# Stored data
Content starts

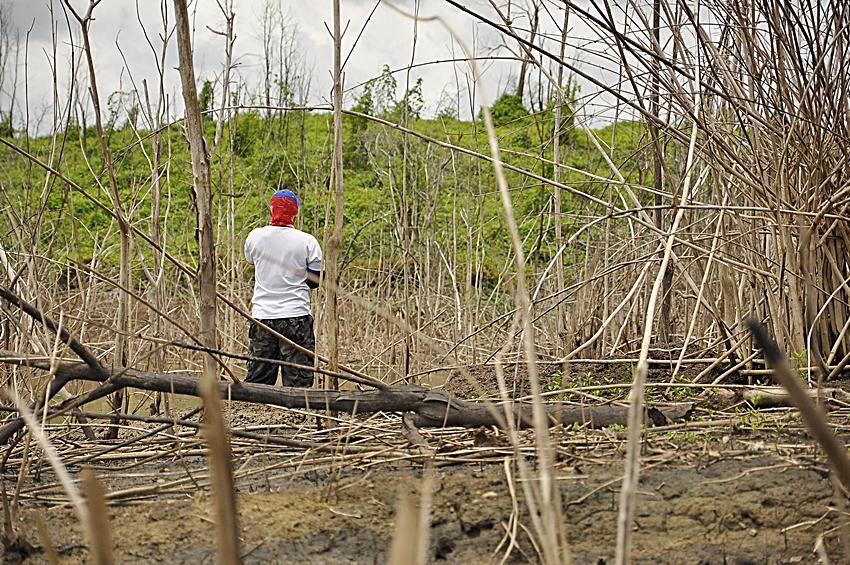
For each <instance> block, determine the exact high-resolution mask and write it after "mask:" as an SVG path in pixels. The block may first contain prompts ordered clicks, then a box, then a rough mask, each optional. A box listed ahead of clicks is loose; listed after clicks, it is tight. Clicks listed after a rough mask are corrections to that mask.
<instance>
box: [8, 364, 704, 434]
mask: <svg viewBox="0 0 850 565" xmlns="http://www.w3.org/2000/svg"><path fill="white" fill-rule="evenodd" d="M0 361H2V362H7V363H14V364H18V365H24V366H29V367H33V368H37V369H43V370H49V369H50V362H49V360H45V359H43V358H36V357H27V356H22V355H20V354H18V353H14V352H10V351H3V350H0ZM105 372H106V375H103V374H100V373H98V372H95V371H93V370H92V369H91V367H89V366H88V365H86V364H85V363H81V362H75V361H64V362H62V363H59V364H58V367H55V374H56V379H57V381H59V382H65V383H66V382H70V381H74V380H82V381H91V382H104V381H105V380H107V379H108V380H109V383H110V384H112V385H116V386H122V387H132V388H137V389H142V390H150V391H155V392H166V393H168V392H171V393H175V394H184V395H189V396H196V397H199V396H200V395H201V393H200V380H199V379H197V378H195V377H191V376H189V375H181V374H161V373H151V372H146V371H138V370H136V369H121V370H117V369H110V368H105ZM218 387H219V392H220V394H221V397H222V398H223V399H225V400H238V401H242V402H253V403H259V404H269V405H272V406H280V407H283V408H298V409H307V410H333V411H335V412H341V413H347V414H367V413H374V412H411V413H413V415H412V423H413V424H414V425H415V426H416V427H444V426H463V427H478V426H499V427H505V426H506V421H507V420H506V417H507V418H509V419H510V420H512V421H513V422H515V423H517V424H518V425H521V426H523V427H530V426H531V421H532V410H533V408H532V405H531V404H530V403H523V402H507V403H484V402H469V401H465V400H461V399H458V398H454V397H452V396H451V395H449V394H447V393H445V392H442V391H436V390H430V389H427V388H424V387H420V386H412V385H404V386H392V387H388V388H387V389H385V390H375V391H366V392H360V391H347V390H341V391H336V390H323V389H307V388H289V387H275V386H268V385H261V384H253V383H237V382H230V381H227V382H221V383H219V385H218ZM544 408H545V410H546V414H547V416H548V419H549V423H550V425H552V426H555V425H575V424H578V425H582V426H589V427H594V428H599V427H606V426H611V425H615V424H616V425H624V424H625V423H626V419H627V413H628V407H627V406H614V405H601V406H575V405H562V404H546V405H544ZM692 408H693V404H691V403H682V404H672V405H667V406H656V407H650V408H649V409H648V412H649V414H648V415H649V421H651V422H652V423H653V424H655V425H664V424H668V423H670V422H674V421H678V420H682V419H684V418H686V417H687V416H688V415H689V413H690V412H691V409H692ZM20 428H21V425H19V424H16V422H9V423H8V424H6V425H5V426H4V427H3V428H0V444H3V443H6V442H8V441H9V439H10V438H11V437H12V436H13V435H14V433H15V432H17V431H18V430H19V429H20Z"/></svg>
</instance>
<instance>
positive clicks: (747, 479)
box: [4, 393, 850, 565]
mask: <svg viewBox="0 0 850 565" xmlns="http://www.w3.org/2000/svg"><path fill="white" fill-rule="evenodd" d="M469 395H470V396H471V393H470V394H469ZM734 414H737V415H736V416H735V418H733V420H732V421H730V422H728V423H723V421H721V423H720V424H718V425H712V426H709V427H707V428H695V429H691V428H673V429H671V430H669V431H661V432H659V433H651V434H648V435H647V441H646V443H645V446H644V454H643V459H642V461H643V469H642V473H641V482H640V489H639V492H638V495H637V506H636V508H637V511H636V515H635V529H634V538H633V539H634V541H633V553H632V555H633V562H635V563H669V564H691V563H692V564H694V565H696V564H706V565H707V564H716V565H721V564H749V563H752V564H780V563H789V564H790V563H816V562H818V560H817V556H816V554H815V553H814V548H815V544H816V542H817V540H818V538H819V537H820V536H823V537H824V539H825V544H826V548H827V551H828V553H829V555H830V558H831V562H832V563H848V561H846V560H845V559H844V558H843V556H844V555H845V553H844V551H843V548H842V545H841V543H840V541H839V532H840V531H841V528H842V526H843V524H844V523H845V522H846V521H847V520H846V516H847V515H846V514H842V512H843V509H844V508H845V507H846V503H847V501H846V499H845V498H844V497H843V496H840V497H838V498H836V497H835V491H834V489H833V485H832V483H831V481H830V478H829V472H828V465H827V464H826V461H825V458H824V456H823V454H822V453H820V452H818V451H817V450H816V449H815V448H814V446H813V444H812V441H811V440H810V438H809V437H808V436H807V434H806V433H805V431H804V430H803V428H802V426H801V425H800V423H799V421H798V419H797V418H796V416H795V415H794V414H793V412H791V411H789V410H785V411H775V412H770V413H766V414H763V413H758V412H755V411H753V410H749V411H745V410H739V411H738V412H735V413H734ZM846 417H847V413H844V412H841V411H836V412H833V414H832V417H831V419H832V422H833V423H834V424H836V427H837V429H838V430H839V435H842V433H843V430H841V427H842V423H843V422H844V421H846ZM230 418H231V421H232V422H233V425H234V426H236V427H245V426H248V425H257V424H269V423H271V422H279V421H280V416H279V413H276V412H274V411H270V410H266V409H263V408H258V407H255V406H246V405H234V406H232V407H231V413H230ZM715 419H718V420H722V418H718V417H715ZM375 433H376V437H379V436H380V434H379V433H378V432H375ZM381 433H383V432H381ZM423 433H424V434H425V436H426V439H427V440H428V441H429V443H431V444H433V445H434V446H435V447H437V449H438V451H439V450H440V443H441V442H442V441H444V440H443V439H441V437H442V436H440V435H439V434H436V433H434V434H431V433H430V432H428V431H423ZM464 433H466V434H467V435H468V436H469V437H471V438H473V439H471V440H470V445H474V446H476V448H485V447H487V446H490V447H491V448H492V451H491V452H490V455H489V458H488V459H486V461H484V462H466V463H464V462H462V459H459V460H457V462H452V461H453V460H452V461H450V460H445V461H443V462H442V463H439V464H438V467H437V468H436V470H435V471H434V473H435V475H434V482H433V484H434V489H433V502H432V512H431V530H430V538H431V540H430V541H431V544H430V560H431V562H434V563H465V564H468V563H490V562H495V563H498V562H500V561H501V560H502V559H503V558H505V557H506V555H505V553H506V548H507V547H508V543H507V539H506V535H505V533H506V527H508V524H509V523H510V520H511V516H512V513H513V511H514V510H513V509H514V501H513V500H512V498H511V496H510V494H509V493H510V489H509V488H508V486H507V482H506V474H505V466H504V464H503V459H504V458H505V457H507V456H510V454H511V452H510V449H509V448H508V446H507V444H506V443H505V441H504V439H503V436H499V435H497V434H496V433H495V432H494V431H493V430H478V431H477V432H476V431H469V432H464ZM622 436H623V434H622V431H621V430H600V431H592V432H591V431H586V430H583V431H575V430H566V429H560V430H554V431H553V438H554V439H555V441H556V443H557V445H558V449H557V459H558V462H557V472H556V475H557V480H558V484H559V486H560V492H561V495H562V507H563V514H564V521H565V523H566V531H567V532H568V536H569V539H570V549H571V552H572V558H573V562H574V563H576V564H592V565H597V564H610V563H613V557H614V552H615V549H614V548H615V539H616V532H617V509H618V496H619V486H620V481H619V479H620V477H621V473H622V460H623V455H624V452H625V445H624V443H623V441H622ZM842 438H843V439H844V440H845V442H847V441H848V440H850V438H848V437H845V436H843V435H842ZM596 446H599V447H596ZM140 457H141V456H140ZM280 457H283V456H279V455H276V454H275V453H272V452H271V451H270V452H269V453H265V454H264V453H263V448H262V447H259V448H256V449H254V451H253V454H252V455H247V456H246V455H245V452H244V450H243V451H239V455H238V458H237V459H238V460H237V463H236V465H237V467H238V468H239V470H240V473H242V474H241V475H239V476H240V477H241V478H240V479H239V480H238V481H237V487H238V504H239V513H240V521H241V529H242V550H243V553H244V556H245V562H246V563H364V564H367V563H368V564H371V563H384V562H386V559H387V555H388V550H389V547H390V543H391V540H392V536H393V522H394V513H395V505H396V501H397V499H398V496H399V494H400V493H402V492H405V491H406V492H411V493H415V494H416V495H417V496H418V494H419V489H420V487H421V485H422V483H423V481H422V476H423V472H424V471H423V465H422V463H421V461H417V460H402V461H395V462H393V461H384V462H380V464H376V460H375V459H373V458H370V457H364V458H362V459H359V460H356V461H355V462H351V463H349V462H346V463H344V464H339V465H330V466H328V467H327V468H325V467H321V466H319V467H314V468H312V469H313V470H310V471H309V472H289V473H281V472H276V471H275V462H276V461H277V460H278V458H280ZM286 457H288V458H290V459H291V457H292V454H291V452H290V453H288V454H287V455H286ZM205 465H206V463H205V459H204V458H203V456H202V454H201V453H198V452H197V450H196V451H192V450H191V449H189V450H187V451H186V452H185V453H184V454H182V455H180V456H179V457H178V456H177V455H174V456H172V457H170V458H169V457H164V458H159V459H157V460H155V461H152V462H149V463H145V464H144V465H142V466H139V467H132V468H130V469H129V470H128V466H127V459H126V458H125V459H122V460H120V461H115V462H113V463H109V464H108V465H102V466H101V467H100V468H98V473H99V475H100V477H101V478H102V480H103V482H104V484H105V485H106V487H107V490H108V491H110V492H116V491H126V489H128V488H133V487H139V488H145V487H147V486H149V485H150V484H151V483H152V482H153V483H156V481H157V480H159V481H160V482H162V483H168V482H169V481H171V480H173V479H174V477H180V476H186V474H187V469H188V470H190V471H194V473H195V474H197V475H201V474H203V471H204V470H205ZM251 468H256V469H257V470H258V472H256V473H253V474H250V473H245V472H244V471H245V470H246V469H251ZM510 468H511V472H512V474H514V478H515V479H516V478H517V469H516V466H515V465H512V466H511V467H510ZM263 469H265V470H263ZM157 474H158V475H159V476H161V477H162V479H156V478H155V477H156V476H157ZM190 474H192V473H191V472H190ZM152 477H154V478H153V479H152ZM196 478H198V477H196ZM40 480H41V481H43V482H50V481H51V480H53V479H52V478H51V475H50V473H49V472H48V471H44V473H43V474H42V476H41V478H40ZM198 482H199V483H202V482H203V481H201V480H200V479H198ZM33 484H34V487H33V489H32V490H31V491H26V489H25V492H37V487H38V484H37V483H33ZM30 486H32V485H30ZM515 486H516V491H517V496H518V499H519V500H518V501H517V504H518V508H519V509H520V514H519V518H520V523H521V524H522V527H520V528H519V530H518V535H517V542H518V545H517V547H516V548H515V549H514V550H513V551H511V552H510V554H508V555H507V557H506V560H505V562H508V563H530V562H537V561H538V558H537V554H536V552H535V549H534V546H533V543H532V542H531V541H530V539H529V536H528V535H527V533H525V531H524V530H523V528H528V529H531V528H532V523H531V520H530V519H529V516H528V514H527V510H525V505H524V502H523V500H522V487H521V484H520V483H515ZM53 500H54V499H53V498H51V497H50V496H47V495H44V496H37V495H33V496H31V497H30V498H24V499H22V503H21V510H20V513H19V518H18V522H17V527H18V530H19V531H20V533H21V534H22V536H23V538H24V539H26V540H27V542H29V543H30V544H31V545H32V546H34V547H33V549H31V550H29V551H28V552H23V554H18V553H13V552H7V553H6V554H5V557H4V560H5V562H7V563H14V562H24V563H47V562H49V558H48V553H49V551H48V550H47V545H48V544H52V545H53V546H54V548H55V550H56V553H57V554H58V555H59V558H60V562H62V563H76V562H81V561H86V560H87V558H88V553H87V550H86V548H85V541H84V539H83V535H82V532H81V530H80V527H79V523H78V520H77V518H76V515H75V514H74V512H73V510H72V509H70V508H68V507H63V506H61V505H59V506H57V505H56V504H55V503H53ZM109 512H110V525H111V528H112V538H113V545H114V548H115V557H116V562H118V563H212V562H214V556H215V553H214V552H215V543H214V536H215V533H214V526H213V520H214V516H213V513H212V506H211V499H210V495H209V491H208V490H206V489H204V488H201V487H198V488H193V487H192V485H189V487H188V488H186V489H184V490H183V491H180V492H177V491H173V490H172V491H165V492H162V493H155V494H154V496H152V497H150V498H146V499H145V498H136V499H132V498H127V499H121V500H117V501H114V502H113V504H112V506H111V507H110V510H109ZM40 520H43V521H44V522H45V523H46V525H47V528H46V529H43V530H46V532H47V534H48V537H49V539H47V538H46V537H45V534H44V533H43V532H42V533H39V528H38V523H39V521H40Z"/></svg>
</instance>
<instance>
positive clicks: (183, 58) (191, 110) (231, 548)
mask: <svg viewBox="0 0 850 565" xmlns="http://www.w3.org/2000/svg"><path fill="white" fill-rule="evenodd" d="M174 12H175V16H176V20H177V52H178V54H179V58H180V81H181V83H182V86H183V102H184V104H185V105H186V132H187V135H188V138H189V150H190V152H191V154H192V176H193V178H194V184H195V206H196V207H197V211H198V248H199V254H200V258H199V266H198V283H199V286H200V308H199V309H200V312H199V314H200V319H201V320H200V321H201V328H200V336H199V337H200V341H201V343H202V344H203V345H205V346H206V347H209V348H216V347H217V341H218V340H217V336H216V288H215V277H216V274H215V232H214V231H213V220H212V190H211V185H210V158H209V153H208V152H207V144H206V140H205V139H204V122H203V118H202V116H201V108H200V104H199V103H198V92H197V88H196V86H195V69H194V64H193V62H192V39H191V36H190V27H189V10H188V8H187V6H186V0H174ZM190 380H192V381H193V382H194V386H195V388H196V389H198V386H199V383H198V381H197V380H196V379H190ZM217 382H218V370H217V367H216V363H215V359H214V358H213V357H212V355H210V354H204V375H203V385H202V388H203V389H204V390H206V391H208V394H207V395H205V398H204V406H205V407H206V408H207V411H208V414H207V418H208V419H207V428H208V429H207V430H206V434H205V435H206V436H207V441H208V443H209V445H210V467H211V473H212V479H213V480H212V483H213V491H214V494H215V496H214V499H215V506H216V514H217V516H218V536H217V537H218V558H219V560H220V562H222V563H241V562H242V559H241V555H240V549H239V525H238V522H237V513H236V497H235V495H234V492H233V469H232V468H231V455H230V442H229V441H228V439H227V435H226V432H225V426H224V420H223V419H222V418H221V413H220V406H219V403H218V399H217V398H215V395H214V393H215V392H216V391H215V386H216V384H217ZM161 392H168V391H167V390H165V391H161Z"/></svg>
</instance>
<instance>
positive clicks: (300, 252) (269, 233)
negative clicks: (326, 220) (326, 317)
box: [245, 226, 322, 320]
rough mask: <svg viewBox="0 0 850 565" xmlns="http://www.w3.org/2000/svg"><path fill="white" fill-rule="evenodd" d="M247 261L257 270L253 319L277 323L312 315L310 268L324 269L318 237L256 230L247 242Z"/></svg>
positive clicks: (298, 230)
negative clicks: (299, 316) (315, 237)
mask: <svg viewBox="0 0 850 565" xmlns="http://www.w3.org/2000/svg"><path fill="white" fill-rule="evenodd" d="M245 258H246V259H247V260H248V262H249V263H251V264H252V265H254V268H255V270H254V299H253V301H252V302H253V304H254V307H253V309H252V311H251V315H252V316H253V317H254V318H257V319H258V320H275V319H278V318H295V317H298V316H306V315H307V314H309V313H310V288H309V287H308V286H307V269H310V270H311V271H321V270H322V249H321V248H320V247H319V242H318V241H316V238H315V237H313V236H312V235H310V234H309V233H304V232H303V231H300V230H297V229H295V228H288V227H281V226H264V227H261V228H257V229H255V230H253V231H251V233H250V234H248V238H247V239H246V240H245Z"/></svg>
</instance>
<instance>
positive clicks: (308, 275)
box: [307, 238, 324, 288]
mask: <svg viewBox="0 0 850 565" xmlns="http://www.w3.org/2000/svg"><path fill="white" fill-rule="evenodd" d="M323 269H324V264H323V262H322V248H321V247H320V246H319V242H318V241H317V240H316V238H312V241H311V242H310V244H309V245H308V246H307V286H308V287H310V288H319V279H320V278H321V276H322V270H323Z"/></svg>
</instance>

Content ends

# Required action
Find how many lines in the entries above have the string "positive" and report only that number.

# Result below
5